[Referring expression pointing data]
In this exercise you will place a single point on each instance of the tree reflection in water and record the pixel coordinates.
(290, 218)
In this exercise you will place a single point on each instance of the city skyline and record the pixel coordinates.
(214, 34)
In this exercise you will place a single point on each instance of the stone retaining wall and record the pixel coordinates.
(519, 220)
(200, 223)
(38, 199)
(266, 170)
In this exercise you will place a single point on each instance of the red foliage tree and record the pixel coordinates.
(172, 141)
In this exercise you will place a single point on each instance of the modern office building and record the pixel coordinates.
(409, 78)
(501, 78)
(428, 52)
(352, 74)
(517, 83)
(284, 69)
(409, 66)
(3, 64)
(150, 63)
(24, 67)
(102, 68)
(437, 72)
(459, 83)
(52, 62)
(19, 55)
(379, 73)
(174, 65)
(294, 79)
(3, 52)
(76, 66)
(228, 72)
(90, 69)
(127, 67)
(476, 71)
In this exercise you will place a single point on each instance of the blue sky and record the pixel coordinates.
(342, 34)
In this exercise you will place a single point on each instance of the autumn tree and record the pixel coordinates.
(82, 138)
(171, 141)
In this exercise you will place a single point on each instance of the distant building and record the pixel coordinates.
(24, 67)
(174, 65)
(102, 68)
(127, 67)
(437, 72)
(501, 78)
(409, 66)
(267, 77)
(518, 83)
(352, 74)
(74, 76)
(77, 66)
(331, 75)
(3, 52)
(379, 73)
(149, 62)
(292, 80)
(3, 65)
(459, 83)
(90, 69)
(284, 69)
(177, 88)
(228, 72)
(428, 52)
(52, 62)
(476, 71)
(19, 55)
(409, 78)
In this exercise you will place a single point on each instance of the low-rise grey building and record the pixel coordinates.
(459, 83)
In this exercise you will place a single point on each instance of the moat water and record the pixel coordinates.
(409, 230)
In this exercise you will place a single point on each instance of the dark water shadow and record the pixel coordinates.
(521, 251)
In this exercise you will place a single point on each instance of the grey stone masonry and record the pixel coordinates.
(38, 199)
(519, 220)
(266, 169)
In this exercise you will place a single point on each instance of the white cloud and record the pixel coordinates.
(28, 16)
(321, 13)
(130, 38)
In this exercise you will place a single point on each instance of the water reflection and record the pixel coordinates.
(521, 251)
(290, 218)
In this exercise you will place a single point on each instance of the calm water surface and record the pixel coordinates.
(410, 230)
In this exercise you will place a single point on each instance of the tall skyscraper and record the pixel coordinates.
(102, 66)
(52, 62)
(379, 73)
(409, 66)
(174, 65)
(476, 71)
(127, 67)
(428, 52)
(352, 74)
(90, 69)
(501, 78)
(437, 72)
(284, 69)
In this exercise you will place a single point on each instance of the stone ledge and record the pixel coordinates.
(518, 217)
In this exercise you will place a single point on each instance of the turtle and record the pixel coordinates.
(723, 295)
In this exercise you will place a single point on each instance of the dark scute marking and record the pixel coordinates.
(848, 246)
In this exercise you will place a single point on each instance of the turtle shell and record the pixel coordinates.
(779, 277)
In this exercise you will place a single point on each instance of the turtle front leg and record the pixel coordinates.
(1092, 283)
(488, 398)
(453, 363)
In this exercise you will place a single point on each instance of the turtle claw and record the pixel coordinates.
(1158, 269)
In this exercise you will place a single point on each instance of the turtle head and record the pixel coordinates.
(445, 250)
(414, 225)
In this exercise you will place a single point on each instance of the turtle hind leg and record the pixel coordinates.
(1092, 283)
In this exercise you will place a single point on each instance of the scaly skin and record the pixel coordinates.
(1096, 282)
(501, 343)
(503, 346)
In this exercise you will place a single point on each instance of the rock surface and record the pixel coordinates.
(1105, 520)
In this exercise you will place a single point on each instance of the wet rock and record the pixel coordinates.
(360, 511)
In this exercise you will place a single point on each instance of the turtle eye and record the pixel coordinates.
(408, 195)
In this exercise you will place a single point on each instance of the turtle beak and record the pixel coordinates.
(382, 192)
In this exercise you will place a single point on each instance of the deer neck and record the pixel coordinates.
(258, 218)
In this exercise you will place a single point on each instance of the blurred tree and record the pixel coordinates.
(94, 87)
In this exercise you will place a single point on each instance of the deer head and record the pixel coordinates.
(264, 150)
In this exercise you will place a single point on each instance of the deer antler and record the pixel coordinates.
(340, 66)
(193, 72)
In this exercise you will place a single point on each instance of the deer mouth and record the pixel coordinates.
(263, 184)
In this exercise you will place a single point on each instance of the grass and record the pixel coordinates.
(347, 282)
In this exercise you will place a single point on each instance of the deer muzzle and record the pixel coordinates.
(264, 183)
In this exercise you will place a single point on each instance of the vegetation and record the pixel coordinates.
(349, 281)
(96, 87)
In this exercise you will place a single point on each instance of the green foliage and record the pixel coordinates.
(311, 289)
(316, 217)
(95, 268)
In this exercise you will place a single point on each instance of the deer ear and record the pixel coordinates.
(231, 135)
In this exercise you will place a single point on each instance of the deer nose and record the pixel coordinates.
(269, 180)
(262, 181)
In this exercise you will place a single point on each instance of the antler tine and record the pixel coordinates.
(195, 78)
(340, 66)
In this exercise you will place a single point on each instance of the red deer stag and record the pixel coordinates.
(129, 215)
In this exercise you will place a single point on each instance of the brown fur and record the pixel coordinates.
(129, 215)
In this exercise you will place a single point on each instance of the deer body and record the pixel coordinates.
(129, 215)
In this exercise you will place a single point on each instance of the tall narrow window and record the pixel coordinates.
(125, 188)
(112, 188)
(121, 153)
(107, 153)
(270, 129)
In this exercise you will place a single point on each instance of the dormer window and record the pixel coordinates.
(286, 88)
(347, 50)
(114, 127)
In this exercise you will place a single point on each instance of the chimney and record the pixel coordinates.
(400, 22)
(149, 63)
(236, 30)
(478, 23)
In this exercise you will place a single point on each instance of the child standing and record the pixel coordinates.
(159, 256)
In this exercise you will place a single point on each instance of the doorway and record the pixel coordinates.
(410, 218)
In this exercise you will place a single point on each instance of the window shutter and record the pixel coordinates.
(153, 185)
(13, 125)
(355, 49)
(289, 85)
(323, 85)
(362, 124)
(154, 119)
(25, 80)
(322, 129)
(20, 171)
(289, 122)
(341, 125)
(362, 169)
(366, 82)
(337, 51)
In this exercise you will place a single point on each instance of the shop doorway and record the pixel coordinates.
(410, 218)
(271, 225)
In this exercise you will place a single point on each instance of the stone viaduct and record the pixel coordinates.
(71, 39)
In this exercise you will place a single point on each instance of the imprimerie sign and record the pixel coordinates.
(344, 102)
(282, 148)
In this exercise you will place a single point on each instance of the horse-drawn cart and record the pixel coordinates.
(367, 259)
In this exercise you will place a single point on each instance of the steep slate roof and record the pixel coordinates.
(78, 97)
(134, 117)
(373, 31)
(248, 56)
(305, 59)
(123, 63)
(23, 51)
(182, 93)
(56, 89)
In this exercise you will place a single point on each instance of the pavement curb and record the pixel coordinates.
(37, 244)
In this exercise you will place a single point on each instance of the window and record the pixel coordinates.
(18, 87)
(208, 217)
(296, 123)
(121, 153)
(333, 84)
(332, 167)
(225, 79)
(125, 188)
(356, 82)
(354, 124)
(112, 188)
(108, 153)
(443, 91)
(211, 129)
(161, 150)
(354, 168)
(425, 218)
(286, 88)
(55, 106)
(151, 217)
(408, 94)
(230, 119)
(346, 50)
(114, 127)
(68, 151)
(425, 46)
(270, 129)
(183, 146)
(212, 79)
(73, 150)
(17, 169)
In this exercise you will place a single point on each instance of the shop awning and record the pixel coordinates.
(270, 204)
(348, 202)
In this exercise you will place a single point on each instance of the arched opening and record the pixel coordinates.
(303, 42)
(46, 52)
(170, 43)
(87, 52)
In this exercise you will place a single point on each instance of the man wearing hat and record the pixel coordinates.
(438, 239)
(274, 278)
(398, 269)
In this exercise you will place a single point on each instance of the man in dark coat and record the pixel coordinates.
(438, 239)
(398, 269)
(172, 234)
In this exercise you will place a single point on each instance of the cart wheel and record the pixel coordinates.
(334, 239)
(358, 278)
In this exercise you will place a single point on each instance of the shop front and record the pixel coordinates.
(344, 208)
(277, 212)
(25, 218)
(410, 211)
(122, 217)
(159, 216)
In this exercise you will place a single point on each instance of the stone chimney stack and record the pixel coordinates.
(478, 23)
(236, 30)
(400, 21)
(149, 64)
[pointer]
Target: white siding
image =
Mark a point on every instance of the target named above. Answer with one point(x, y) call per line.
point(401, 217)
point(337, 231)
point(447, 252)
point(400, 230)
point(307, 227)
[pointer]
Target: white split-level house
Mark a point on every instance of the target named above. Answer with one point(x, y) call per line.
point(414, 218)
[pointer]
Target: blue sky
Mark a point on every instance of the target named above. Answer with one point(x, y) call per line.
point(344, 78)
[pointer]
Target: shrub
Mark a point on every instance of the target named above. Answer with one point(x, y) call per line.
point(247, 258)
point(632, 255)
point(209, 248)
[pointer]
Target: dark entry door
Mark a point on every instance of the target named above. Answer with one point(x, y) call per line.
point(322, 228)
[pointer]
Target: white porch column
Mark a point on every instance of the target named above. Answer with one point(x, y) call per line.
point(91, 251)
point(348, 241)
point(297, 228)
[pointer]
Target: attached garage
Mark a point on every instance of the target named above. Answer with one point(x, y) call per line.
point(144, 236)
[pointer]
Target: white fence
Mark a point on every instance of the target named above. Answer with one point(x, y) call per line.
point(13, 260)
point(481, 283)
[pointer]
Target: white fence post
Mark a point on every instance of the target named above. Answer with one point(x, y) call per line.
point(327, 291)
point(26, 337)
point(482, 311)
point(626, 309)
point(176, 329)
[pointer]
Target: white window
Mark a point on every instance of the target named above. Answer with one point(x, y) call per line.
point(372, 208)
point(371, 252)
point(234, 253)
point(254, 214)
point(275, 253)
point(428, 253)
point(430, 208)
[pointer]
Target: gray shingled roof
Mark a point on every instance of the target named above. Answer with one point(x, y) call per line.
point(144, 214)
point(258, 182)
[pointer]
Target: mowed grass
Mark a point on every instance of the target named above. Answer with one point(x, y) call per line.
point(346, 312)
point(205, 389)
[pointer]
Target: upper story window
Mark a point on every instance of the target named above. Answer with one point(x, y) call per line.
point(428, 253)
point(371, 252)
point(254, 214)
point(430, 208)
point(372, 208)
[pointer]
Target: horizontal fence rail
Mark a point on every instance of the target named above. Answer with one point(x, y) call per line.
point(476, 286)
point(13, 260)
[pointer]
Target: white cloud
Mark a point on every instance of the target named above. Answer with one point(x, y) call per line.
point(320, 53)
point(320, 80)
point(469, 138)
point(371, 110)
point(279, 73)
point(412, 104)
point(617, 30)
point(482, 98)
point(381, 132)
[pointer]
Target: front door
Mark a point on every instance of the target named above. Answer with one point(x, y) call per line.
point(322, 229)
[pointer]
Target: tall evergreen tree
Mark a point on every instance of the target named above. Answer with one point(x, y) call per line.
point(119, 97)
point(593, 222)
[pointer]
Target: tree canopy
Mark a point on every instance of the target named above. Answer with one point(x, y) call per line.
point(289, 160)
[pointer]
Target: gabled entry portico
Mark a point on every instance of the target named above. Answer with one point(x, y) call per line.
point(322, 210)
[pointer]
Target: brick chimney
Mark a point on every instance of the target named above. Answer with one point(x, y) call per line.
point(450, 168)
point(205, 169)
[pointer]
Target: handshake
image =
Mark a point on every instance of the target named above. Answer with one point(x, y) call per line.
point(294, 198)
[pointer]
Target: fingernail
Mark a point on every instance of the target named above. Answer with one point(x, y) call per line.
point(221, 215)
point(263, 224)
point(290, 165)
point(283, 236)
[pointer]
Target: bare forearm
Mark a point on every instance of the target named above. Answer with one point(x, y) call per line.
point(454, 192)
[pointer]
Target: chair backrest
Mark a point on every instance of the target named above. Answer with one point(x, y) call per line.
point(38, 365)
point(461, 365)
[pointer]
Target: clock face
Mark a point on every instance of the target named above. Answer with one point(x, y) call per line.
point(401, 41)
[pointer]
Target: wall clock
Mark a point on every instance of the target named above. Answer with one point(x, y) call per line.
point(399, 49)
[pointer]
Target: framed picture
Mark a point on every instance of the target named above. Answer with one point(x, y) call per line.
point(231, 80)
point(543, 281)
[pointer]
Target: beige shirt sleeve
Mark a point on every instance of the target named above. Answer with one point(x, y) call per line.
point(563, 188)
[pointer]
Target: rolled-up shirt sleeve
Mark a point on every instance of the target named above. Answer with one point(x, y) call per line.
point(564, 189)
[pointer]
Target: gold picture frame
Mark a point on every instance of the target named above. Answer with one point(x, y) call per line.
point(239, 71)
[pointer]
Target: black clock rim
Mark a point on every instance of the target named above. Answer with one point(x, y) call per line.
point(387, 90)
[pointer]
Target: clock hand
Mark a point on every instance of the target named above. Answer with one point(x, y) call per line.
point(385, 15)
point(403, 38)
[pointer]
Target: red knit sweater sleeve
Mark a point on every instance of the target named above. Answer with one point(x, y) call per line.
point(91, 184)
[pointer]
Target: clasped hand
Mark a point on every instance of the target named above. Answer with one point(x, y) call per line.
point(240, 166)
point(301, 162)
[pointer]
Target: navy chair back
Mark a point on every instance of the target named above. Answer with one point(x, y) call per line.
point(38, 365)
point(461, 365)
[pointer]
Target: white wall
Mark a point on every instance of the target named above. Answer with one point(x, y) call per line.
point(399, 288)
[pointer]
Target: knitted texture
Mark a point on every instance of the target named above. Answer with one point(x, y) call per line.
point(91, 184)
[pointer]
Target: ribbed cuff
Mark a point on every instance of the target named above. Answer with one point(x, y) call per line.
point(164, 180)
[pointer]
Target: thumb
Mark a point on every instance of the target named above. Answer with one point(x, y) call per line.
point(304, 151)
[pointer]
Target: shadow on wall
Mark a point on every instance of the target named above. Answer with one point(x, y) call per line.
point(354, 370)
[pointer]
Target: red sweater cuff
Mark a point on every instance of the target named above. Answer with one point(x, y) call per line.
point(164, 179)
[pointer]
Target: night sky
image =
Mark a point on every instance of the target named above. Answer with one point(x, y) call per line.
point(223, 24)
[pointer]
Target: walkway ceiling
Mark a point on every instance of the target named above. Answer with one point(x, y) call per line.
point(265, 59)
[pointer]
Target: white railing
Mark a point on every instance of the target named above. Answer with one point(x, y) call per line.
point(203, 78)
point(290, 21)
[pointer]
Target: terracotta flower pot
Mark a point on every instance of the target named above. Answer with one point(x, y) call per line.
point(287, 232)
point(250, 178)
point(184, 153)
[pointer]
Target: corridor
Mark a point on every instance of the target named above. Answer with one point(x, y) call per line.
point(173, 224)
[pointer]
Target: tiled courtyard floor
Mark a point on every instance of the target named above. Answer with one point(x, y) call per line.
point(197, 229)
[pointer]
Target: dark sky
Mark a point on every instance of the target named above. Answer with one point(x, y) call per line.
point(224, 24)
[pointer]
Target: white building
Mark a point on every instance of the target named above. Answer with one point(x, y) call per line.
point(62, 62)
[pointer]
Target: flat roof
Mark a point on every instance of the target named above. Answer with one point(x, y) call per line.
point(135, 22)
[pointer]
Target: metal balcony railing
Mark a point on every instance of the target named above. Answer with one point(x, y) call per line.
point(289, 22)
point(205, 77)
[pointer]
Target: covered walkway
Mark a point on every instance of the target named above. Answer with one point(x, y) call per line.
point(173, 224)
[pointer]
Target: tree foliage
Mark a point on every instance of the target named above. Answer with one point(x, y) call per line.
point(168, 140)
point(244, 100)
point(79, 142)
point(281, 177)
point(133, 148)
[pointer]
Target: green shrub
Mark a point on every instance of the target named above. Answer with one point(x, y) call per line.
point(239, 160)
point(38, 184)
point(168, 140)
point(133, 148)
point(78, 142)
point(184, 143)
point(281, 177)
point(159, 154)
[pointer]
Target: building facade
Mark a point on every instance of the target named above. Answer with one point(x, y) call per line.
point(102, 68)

» Assignment: Show all lines in the entries above where the word "sleeve" appears.

» Answer box:
Target: beige shirt sleeve
Target: rolled-up shirt sleeve
Target: red knit sweater sleeve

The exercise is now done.